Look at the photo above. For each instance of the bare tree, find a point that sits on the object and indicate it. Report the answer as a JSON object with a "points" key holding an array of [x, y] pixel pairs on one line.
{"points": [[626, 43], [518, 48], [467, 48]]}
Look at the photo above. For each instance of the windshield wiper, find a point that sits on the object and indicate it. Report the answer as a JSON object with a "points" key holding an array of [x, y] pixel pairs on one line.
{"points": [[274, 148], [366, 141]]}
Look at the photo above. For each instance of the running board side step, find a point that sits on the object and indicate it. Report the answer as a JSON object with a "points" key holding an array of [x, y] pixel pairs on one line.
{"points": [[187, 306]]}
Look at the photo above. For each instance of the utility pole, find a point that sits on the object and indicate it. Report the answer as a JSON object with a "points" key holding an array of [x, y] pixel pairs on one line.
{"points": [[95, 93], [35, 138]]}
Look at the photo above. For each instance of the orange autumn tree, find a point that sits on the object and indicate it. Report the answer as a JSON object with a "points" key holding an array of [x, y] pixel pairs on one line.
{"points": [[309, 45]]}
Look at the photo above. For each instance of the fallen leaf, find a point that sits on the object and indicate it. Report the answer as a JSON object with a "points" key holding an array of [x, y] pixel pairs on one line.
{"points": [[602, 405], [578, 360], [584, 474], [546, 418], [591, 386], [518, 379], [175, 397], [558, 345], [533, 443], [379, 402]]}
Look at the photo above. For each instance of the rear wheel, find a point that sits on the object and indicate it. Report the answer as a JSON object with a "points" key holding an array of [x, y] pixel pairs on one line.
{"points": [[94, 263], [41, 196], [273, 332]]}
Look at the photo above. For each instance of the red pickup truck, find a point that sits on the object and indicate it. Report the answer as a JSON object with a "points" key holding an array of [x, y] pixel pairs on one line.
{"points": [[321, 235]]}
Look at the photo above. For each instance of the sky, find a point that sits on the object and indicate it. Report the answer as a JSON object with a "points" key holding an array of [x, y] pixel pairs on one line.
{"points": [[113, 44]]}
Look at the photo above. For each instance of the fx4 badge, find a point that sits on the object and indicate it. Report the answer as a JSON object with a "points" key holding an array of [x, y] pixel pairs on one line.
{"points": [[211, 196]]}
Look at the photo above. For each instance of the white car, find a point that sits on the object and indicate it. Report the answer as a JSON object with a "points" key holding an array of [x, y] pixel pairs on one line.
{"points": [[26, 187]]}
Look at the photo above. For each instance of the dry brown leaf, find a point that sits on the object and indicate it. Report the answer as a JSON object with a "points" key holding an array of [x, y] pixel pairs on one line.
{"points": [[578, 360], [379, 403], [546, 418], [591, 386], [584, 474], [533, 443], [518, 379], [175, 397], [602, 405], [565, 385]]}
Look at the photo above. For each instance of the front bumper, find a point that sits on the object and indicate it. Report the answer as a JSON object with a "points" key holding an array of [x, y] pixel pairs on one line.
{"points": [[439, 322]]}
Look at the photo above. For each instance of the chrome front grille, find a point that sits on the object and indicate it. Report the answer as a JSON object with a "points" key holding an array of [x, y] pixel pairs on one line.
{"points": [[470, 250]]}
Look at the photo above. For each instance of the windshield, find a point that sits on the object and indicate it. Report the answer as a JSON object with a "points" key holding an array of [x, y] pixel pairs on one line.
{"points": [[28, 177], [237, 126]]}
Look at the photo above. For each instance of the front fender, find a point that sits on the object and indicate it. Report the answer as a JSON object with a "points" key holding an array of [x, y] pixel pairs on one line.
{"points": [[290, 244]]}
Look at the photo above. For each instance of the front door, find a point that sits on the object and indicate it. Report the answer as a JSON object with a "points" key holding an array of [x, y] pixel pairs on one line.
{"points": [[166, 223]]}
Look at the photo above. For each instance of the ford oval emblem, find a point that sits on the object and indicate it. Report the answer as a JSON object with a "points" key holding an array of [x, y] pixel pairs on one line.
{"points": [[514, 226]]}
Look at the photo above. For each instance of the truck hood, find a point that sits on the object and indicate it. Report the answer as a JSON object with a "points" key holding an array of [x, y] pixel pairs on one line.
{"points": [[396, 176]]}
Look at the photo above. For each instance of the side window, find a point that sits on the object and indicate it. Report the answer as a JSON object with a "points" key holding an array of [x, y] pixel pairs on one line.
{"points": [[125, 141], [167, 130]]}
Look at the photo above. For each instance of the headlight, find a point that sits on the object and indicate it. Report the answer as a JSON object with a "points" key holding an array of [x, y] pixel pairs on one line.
______
**TASK TO COMPLETE**
Retype the records exactly.

**EXERCISE ANSWER**
Look at the photo above. For each instance of the bare tree, find a point that sits on the object and indicate it. Report the answer as a JSON object with a "points" key holding an array of [x, y] pixel pairs on one line.
{"points": [[626, 43], [518, 48], [467, 48]]}
Look at the photo above. For each instance of the windshield wiper, find a point that sits on the object and indicate it. Report the answer as a JSON object with a "points" key holding an array of [x, y] pixel pairs on one line.
{"points": [[274, 148], [366, 141]]}
Look at the photo above. For each instance of the running board side step, find a point that sits on the object and indicate it. Report the answer as a JSON object with a "points" key holding an array of [x, y] pixel pairs on one line.
{"points": [[187, 306]]}
Look at the photo above. For each instance of the utility pole, find a point that sits on the object and indicate it. Report the answer as a JSON object with a "points" key holding an array of [x, y] pixel pairs on one line.
{"points": [[95, 93], [35, 138]]}
Look at the photo above. For each instance of the orange autumn tree, find a point that sits on the object and indicate it. Report the answer as a JSON object with a "points" key holding an array of [x, y] pixel pairs on one line.
{"points": [[309, 45]]}
Look at the photo above. For each instance of the fallen leaf, find a point that sits on the object and indicate it. Report the answer as a JSON object with a "points" key holding an array of [x, y] pixel pairs on one line.
{"points": [[602, 405], [578, 360], [584, 474], [546, 418], [591, 386], [518, 379], [175, 397], [558, 345], [533, 443], [379, 402]]}
Look at the photo above. For each instance of the rear wheel, find a point that sits on the object and indicate it. Report the answer as a JSON object with a "points" key holding an array of [x, y] pixel pairs on one line.
{"points": [[94, 263], [41, 196], [273, 332]]}
Look at the photo above. For each instance of the red pickup truck, find a point that sits on the object and indicate it. Report the answer as a JSON object with a "points" key holding an array of [x, y] pixel pairs on one line.
{"points": [[321, 235]]}
Look at the photo above. For each instance of the sky, find a point that sits on the object and indicate it. Report the answer as a JSON object with a "points" key holding an array of [x, y] pixel pairs on one line.
{"points": [[113, 44]]}
Look at the photo above. For each instance of the fx4 badge, find a point that sits on the object and indicate it. Report the answer as a JSON object with a "points" key holding an array of [x, y] pixel pairs on one line.
{"points": [[211, 196]]}
Look at the photo above. For each instance of the white car, find a point that sits on the object and indicate it. Report the answer as a JSON object with a "points" key holding an array of [x, y] pixel pairs on one line.
{"points": [[26, 187]]}
Look at the photo above. For each instance of the dry brown leaf, find a point that sits on the object and indicate it. Report the answer as a JSON object with a "points" key holding an array of [x, y] pixel pairs on one line.
{"points": [[578, 360], [379, 403], [546, 418], [591, 386], [584, 474], [533, 443], [518, 379], [175, 397], [602, 405], [565, 385]]}
Look at the photo above. For each instance of the front bumper, find a point that sits on the object and indicate it. Report the answer as a JSON object with a "points" key holding an array of [x, y] pixel pairs on one line.
{"points": [[439, 322]]}
Look at the photo above. For each instance of the chrome front grille, find a point that sits on the object and indicate it. Report the answer as a JSON object with a "points" key holding an array of [x, y] pixel pairs on one line.
{"points": [[470, 250]]}
Look at the photo above. For each instance of the windshield, find a point that sits on the object and indicate it. Report the answer as a JSON object with a "points" key holding an array of [x, y] pixel pairs on one line.
{"points": [[28, 177], [237, 126]]}
Look at the photo above. For each instance of the front fender, find a point that sits on the object and indicate it. Report the answer as a JSON object with a "points" key holding an array of [x, y] pixel pairs on one line.
{"points": [[290, 244]]}
Look at the photo above. For each instance of the front door, find a point that sits on the object and indicate it. Report the answer as a JSON object with a "points" key holding an array of [x, y] pixel pairs on one line.
{"points": [[166, 223]]}
Look at the photo above. For each instance of the ford oval emblem, find a point that sits on the object and indicate it. Report the answer as a JSON object with a "points" key holding an array of [x, y] pixel pairs on one line.
{"points": [[514, 226]]}
Look at the photo above. For each instance of the truck hood, find a point that sits on the object and indicate it. Report the answer as a JSON object with a "points" key holding an array of [x, y] pixel pairs on one line.
{"points": [[396, 176]]}
Look at the photo above. For each instance of the side window, find a point that sits on the object and indicate it. Report the answer as a JSON object with a "points" key holding an array of [x, y] pixel pairs on one line.
{"points": [[125, 141], [167, 130]]}
Look at the photo above. For each instance of the headlight, find a point that sits on the object and indicate it. Report the answer as a JSON object with a "points" key holding an array of [x, y] pixel pairs on one line.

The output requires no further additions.